How to complete this task :: The entries below are to be retyped exactly. Preserve every word.

Saved entries ::
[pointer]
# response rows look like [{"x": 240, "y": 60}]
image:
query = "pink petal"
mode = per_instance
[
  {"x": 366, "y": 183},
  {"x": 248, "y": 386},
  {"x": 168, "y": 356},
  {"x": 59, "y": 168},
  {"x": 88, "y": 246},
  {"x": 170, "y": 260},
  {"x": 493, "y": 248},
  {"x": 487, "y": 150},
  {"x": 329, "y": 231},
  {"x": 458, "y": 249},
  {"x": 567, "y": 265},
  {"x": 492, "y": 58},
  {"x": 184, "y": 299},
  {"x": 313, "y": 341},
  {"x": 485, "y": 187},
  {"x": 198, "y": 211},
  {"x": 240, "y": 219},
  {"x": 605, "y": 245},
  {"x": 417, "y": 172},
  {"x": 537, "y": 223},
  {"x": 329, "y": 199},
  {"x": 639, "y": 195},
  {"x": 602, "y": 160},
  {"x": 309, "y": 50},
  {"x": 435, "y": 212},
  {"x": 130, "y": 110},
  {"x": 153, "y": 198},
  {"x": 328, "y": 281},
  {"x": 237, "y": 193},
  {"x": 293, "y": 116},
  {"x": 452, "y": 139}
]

Response below ::
[pointer]
# response rows look like [{"x": 240, "y": 60}]
image:
query = "pink petal"
mode = per_instance
[
  {"x": 366, "y": 183},
  {"x": 248, "y": 386},
  {"x": 168, "y": 356},
  {"x": 59, "y": 168},
  {"x": 88, "y": 246},
  {"x": 170, "y": 260},
  {"x": 493, "y": 248},
  {"x": 487, "y": 150},
  {"x": 329, "y": 231},
  {"x": 458, "y": 249},
  {"x": 567, "y": 265},
  {"x": 492, "y": 58},
  {"x": 184, "y": 299},
  {"x": 313, "y": 341},
  {"x": 485, "y": 187},
  {"x": 198, "y": 211},
  {"x": 240, "y": 219},
  {"x": 605, "y": 245},
  {"x": 417, "y": 172},
  {"x": 537, "y": 223},
  {"x": 329, "y": 199},
  {"x": 639, "y": 195},
  {"x": 602, "y": 160},
  {"x": 309, "y": 50},
  {"x": 435, "y": 212},
  {"x": 130, "y": 110},
  {"x": 153, "y": 198},
  {"x": 328, "y": 281},
  {"x": 237, "y": 193},
  {"x": 293, "y": 116},
  {"x": 452, "y": 139}
]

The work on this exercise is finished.